[Stored data entries]
= = =

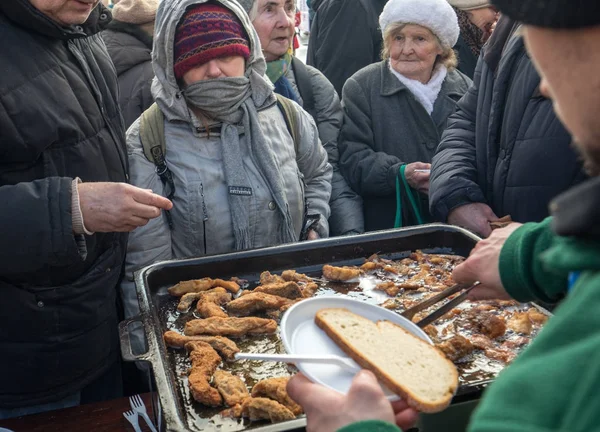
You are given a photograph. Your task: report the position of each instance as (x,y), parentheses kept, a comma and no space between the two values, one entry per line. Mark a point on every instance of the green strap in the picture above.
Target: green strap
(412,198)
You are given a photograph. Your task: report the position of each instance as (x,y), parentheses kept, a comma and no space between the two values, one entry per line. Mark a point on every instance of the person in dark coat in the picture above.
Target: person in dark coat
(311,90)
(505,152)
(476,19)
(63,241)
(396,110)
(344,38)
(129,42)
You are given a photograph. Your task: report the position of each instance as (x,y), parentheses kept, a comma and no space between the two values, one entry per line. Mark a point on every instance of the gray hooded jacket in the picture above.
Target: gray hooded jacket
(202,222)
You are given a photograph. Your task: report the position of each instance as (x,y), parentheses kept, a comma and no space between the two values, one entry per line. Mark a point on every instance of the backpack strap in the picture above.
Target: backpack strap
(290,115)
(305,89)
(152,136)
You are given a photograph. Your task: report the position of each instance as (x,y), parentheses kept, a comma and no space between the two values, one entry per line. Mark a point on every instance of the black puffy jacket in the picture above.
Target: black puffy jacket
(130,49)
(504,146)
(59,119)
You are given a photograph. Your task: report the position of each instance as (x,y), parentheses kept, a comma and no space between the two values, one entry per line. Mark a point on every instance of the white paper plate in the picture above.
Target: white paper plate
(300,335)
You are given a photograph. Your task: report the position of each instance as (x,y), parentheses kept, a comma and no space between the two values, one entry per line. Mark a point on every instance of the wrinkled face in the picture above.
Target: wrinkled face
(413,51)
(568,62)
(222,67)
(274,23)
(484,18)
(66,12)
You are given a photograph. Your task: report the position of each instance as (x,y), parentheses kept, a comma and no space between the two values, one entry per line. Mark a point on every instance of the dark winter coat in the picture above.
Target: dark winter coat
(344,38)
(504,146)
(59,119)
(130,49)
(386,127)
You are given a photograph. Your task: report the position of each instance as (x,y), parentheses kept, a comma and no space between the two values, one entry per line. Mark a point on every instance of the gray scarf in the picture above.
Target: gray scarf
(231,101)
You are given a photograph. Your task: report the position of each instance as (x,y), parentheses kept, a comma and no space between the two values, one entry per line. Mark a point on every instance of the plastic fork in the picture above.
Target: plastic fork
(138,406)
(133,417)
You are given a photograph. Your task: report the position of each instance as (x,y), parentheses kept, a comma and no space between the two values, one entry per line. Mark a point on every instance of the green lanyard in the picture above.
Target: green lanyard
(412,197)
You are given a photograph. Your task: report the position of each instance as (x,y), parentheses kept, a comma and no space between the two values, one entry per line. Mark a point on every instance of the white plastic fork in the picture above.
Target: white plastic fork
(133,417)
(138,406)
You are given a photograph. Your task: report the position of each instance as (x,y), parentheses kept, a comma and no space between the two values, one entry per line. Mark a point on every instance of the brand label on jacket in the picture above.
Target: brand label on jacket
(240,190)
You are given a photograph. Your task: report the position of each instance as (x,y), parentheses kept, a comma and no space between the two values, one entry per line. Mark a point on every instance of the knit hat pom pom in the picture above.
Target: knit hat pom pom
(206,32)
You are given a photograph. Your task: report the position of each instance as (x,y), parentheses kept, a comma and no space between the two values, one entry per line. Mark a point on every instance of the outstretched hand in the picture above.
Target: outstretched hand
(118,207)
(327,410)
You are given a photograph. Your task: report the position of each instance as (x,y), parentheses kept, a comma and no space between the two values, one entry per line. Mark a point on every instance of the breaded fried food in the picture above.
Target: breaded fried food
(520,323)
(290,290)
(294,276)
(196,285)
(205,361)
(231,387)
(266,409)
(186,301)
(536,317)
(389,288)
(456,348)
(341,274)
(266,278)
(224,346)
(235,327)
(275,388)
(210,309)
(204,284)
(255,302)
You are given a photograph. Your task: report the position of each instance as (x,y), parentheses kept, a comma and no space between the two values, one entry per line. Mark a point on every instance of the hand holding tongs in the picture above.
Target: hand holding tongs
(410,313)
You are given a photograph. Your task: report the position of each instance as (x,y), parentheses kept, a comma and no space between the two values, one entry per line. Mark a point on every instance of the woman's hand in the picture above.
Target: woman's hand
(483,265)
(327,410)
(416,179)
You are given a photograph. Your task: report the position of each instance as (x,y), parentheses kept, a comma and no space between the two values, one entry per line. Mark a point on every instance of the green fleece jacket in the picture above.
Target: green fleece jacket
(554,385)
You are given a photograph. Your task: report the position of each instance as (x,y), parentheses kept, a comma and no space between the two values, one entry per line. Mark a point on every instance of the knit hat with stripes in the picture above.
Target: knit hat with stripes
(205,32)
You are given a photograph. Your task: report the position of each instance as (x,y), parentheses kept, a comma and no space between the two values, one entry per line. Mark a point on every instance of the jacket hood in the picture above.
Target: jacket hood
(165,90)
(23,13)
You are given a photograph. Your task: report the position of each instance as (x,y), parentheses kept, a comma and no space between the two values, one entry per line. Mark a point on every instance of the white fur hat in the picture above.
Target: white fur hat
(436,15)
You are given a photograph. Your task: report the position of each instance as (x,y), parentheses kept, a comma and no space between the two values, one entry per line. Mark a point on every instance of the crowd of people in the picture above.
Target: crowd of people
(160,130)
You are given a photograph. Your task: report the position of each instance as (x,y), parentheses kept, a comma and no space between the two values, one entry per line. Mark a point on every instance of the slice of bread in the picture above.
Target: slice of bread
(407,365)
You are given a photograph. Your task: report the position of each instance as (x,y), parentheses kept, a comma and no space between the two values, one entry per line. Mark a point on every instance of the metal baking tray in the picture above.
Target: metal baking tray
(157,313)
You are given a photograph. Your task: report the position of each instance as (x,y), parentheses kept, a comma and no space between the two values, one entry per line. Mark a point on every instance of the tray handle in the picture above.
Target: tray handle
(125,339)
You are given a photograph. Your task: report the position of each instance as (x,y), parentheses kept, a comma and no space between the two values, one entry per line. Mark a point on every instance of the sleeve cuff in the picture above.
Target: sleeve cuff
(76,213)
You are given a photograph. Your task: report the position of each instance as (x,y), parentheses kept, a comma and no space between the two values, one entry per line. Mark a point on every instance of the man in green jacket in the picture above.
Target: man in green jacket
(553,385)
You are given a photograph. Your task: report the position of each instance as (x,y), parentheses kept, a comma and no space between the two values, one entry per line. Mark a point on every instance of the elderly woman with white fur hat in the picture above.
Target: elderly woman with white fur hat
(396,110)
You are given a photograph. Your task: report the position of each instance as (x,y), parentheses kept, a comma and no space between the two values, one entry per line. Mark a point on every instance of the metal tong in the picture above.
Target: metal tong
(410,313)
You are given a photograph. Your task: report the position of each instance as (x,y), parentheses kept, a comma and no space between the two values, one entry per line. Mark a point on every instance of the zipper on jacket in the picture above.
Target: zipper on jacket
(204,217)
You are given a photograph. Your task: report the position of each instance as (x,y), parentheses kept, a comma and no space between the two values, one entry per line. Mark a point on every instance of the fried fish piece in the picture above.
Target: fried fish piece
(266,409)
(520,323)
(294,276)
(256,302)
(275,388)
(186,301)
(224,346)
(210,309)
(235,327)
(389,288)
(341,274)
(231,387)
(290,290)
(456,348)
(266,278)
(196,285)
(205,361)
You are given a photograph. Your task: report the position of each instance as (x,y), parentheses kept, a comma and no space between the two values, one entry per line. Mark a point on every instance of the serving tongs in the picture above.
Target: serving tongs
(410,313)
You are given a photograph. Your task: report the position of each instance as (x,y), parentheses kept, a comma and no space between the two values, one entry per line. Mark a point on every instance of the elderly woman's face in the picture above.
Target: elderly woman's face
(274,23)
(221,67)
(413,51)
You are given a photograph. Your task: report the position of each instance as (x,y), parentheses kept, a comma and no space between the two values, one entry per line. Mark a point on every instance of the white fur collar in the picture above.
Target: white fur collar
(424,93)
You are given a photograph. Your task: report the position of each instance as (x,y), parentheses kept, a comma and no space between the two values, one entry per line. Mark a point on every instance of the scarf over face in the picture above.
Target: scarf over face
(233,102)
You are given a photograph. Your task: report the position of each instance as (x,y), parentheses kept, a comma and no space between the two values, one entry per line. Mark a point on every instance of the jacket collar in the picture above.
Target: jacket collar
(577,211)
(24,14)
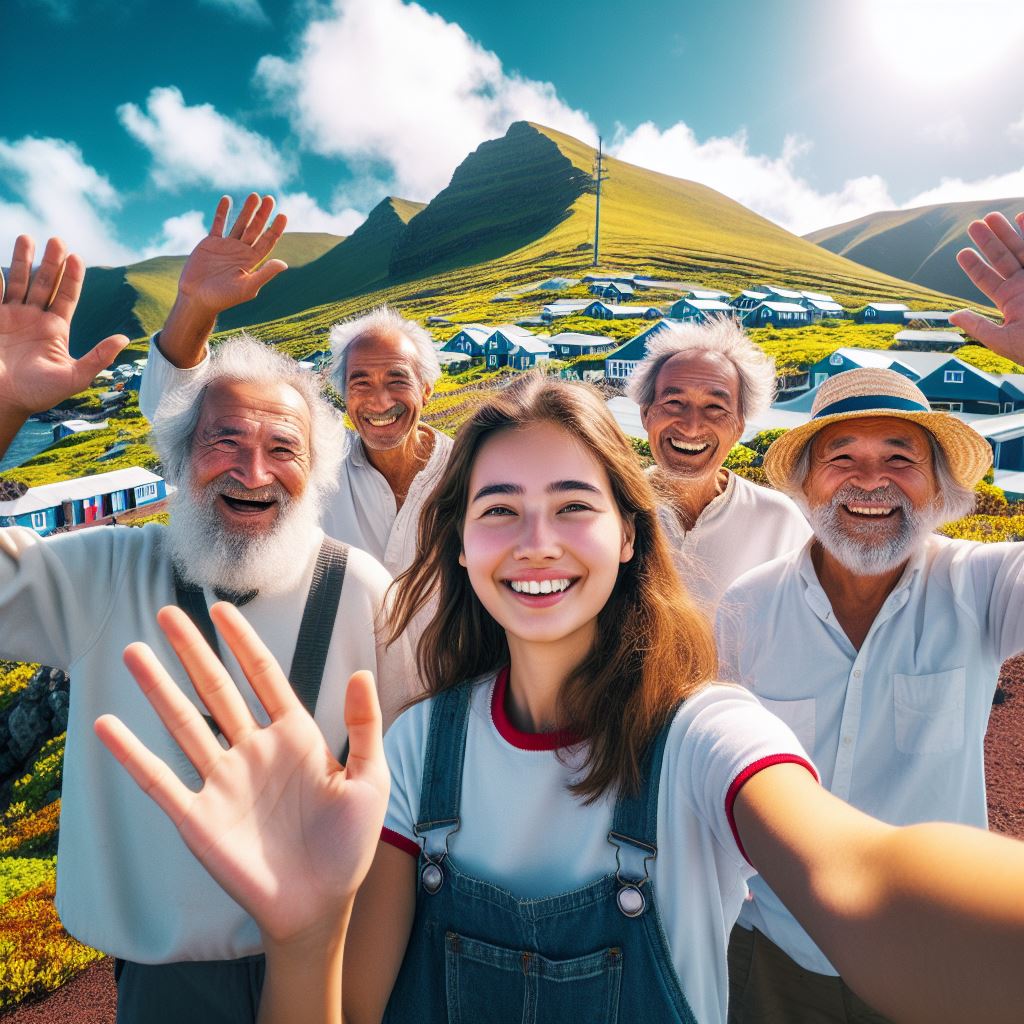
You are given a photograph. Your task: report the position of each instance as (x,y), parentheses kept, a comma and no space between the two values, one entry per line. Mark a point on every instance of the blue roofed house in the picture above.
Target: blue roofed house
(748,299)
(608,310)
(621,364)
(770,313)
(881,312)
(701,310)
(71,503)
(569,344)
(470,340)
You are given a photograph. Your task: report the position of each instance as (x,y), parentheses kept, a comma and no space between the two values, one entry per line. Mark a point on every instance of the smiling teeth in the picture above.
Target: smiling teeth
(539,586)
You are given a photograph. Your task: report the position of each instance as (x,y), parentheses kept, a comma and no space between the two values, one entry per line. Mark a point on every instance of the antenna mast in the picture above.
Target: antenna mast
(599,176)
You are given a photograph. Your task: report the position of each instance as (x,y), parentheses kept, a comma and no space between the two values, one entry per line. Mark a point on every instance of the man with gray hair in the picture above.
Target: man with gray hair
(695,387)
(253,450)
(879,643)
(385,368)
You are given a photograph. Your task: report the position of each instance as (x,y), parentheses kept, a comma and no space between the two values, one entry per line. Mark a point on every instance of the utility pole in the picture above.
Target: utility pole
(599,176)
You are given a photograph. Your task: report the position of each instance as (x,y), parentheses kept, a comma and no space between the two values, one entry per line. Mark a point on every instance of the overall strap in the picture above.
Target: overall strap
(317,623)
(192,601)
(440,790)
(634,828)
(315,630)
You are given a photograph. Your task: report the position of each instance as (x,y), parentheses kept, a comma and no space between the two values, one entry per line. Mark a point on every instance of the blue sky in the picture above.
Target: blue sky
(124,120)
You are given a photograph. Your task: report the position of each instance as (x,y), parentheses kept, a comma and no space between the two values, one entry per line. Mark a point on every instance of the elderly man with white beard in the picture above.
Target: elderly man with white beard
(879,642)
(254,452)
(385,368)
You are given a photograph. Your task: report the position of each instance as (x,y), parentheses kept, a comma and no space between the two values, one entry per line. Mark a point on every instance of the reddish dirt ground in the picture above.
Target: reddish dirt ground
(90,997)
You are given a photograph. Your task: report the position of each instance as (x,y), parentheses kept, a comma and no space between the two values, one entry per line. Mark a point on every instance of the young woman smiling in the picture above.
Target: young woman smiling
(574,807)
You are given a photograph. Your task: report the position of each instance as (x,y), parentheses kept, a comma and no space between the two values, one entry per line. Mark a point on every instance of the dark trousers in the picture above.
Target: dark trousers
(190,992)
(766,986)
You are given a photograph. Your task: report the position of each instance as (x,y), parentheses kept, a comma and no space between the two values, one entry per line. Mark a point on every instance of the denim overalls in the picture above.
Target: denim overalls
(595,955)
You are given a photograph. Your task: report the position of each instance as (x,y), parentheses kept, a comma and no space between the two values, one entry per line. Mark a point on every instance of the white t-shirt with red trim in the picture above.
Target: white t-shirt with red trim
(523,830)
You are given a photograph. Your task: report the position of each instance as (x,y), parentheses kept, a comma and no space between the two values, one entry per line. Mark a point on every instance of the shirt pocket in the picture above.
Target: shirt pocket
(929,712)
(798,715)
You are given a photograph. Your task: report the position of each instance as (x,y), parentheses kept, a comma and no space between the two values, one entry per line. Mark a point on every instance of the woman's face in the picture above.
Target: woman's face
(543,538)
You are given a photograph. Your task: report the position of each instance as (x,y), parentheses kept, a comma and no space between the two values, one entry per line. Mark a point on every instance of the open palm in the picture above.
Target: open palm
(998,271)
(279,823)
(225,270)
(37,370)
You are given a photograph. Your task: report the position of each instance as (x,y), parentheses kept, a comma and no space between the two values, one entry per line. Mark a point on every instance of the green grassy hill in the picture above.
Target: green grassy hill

= = =

→ **WHAT YOU HAVE TO DO**: The expected result is a copy of each line in the records where "hill" appears.

→ **ANSWER SECTION**:
You are given a photograph. Your task: report the position of each instance as (x,y), parentheses kept, a comma and no space between the two values, one entry per line. Mark a point on every instance of the green grassy hill in the picture above.
Target: green grassy hill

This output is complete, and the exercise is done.